**Supplied material:**
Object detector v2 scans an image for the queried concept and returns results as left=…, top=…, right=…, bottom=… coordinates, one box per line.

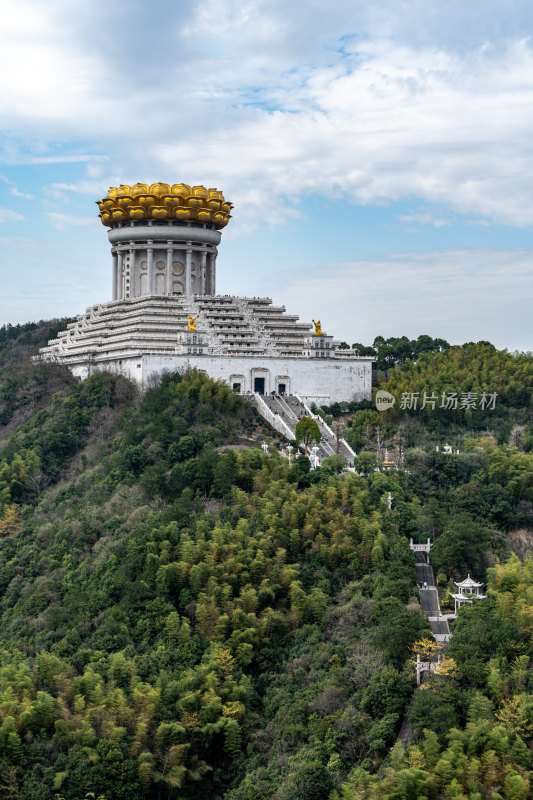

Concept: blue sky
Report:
left=0, top=0, right=533, bottom=350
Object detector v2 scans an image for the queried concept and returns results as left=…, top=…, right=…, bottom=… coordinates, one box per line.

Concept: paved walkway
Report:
left=415, top=553, right=452, bottom=642
left=258, top=394, right=354, bottom=464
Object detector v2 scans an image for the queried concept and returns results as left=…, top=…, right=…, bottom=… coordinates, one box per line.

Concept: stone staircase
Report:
left=255, top=394, right=355, bottom=465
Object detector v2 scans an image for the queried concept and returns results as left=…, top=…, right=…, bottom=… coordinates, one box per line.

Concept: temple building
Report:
left=451, top=575, right=486, bottom=614
left=41, top=183, right=372, bottom=404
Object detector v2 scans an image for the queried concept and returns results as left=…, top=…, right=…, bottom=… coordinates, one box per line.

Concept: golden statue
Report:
left=187, top=314, right=200, bottom=333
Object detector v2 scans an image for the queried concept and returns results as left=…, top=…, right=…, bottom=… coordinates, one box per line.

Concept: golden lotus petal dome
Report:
left=191, top=186, right=209, bottom=197
left=136, top=194, right=157, bottom=208
left=196, top=208, right=211, bottom=222
left=111, top=208, right=128, bottom=222
left=97, top=182, right=233, bottom=228
left=150, top=206, right=170, bottom=219
left=131, top=183, right=149, bottom=197
left=186, top=194, right=205, bottom=208
left=150, top=183, right=170, bottom=197
left=174, top=206, right=192, bottom=220
left=159, top=194, right=180, bottom=208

**Stated task:** Rewrite all of the material above as a numbered list with one line per item, dropping the blank lines and the picture.

**The answer:**
1. Object detector v2 scans an image for the queried concept and returns results as left=…, top=…, right=…, bottom=… coordinates, one box per line.
2. Concept: blue sky
3. Report:
4. left=0, top=0, right=533, bottom=350
5. Object detector v2 scans an image for the queried concept and returns results as left=…, top=…, right=…, bottom=… coordinates, one box per line.
6. Concept: paved walkway
7. Report:
8. left=415, top=553, right=452, bottom=642
9. left=258, top=394, right=354, bottom=464
10. Object detector v2 scans an image for the queried concept and returns results as left=…, top=…, right=…, bottom=… coordinates, one box per line.
11. Concept: stone staircase
12. Report:
13. left=255, top=394, right=355, bottom=465
14. Object detector v2 scans an image for the queried concept and returns results as left=…, top=…, right=…, bottom=… coordinates, one box per line.
15. Concept: temple building
16. Report:
17. left=451, top=575, right=486, bottom=614
18. left=41, top=183, right=372, bottom=404
19. Object detector v2 scans an image for the queried concept and returns results as left=…, top=…, right=…, bottom=… coordinates, one box per line.
20. Concept: golden statue
21. Report:
22. left=187, top=314, right=200, bottom=333
23. Object detector v2 scans an image for the queried concept and returns results as left=…, top=…, right=…, bottom=… coordinates, one box per line.
24. Concept: golden lotus petal dome
25. Report:
26. left=191, top=186, right=209, bottom=197
27. left=136, top=194, right=157, bottom=208
28. left=196, top=208, right=211, bottom=222
29. left=111, top=208, right=128, bottom=222
30. left=97, top=182, right=233, bottom=228
31. left=150, top=206, right=170, bottom=219
32. left=131, top=183, right=149, bottom=197
33. left=186, top=194, right=205, bottom=208
34. left=150, top=183, right=170, bottom=197
35. left=174, top=206, right=192, bottom=220
36. left=159, top=194, right=180, bottom=208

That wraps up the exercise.